* [Stated task]: Can you quote the lines below exactly, starting at the line with "the drawer front" and going through the last one?

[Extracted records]
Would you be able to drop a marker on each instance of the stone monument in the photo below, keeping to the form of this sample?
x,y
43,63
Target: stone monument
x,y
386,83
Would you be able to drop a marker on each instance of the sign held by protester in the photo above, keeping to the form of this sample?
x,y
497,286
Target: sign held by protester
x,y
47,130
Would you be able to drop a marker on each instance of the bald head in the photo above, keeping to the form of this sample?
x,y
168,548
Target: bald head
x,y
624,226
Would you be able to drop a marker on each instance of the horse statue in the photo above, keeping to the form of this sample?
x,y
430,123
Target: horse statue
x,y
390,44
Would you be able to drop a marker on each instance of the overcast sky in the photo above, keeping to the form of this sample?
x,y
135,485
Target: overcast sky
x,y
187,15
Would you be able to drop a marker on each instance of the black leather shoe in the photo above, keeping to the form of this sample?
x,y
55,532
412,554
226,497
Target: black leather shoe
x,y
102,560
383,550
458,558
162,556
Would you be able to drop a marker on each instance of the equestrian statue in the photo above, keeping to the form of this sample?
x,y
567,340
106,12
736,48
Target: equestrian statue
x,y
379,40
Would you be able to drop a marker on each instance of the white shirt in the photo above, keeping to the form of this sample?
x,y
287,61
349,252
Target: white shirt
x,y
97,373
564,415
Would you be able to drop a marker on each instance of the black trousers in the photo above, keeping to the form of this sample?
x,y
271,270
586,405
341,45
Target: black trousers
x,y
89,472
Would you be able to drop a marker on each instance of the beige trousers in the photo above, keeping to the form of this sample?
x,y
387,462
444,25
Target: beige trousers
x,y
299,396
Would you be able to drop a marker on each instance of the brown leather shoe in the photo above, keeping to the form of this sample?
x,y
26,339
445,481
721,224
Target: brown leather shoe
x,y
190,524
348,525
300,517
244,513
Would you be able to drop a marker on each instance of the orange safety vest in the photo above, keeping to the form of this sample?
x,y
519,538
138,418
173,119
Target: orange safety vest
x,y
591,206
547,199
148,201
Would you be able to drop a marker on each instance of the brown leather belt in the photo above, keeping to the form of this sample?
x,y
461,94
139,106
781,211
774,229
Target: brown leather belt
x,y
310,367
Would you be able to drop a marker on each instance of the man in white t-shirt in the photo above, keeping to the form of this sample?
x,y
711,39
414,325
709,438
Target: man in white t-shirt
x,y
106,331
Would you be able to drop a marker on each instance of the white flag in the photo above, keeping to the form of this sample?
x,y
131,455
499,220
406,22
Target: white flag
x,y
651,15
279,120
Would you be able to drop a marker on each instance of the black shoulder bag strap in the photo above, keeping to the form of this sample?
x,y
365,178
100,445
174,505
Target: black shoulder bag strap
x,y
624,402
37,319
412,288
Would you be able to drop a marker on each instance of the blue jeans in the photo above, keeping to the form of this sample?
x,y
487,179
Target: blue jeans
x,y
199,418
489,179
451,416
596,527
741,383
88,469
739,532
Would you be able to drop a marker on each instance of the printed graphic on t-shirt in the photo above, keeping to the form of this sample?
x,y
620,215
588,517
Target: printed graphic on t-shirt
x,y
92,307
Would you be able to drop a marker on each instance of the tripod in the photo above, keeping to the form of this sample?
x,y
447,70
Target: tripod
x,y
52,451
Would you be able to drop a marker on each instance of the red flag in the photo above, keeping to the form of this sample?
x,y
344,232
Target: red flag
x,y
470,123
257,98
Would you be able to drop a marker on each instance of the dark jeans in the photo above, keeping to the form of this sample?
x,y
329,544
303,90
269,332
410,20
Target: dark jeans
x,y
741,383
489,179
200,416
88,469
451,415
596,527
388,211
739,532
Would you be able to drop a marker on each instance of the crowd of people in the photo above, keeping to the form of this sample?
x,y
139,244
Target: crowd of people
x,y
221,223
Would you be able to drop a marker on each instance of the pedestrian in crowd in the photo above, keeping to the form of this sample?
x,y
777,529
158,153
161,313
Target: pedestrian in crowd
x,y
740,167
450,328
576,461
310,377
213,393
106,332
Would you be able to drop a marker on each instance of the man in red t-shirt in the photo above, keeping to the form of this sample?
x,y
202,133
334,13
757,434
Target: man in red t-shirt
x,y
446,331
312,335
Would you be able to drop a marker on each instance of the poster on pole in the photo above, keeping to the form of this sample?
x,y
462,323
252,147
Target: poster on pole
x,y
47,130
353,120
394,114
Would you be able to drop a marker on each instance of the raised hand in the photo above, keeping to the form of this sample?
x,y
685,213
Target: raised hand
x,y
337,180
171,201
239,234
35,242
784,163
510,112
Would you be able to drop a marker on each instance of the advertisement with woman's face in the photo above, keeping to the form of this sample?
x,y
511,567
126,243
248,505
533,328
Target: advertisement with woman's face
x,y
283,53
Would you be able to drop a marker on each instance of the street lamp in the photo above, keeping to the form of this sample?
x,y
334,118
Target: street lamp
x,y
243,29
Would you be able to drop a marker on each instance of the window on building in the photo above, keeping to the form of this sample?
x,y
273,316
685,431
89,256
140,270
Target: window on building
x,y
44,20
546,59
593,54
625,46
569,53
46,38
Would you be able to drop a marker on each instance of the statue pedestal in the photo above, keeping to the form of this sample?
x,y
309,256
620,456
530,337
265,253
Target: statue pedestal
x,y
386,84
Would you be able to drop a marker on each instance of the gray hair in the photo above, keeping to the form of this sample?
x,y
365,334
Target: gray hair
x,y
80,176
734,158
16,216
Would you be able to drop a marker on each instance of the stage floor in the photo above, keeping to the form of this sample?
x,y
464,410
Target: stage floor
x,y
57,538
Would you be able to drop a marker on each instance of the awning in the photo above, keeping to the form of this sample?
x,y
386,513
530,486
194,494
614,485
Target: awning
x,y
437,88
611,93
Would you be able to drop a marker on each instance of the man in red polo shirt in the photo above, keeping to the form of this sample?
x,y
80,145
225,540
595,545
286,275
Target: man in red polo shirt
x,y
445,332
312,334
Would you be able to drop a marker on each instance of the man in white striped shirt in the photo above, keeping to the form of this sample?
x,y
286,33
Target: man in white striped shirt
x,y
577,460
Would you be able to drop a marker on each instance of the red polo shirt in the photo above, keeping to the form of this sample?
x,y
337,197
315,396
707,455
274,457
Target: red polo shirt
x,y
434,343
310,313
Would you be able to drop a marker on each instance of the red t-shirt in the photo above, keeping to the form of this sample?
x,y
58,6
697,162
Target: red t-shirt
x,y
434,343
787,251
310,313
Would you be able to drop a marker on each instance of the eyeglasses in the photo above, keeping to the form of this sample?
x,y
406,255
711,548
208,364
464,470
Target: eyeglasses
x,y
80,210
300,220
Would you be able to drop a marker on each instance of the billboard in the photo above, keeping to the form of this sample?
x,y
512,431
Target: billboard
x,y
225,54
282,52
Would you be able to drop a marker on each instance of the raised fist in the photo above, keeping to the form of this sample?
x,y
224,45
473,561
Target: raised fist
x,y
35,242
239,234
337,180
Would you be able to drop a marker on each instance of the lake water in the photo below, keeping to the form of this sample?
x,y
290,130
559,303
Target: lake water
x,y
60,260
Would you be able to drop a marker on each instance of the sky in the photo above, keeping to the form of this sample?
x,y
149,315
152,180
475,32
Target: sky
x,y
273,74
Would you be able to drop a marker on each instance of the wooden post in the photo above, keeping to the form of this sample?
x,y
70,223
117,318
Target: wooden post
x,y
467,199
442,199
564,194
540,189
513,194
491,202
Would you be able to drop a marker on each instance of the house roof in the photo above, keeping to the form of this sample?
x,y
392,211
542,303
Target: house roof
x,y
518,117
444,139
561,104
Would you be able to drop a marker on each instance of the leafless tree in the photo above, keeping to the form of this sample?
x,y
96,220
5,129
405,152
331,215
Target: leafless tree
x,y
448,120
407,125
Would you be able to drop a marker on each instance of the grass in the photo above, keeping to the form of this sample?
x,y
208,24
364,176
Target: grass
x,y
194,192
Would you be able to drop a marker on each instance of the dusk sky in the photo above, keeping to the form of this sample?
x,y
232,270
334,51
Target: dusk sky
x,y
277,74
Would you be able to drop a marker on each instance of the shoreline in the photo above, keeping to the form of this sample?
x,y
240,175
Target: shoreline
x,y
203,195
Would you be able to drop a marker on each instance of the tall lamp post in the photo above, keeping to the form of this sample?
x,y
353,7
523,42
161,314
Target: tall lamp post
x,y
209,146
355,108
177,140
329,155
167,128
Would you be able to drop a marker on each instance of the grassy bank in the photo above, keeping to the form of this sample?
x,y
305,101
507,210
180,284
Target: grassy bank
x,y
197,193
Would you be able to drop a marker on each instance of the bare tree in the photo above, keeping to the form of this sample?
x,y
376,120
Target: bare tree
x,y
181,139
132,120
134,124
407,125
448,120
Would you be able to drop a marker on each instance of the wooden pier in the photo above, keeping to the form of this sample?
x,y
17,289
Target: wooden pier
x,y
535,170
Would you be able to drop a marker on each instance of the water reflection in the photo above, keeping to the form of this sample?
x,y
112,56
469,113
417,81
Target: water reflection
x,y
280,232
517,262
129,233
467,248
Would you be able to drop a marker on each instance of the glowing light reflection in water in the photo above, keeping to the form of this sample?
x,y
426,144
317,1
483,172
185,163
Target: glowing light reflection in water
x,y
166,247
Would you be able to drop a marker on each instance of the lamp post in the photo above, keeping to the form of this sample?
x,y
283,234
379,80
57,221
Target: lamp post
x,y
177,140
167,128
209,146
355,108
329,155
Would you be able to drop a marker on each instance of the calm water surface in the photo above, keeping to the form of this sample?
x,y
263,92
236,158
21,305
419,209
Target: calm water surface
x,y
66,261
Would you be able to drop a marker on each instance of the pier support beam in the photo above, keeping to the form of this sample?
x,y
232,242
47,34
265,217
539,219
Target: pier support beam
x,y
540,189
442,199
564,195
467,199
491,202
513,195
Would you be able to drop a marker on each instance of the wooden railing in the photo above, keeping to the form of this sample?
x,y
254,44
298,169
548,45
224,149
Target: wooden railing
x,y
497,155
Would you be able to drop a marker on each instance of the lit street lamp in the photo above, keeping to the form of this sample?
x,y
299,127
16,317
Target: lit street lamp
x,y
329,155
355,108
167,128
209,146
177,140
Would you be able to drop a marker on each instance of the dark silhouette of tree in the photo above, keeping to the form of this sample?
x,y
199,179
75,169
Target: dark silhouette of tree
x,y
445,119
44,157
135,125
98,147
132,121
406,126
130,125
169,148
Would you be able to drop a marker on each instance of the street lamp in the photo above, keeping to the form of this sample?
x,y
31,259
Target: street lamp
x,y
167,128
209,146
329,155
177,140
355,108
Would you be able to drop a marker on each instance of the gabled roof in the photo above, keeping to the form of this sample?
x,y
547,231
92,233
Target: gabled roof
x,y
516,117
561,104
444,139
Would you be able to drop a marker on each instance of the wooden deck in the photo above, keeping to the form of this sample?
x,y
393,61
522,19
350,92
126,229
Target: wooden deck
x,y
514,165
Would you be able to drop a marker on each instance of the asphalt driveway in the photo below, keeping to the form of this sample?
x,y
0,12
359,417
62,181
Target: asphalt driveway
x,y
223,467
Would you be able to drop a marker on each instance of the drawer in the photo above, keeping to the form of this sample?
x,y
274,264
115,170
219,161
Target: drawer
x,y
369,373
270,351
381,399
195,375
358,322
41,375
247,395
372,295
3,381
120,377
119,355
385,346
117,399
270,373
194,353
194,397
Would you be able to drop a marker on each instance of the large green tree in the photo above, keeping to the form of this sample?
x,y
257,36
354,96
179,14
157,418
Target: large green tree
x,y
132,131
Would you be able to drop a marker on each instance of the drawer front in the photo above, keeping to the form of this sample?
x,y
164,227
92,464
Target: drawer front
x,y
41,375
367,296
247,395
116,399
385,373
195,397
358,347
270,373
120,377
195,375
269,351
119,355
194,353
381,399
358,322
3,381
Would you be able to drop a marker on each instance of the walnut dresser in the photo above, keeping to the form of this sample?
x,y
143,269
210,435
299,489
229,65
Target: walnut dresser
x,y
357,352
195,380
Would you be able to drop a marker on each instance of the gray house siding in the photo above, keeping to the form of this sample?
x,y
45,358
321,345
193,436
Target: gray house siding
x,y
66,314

* [Task result]:
Would you be able to drop a marker on each instance of the drawer front in the photo above, keeping to the form of this sample?
x,y
164,227
92,464
Target: drawer front
x,y
41,375
367,296
247,395
116,399
385,373
195,397
358,347
270,373
120,377
195,375
269,351
119,355
194,353
381,399
358,322
3,381
Would you be able to drop a marker on each instance of the walnut dresser in the photo above, keeping to the form of this sample?
x,y
143,269
210,435
299,489
229,65
Target: walnut dresser
x,y
357,352
195,380
Would you be able to drop a marker on each instance of the gray house siding in the photo above, keeping to the form of this sample?
x,y
45,358
321,345
193,436
Target: gray house siding
x,y
66,314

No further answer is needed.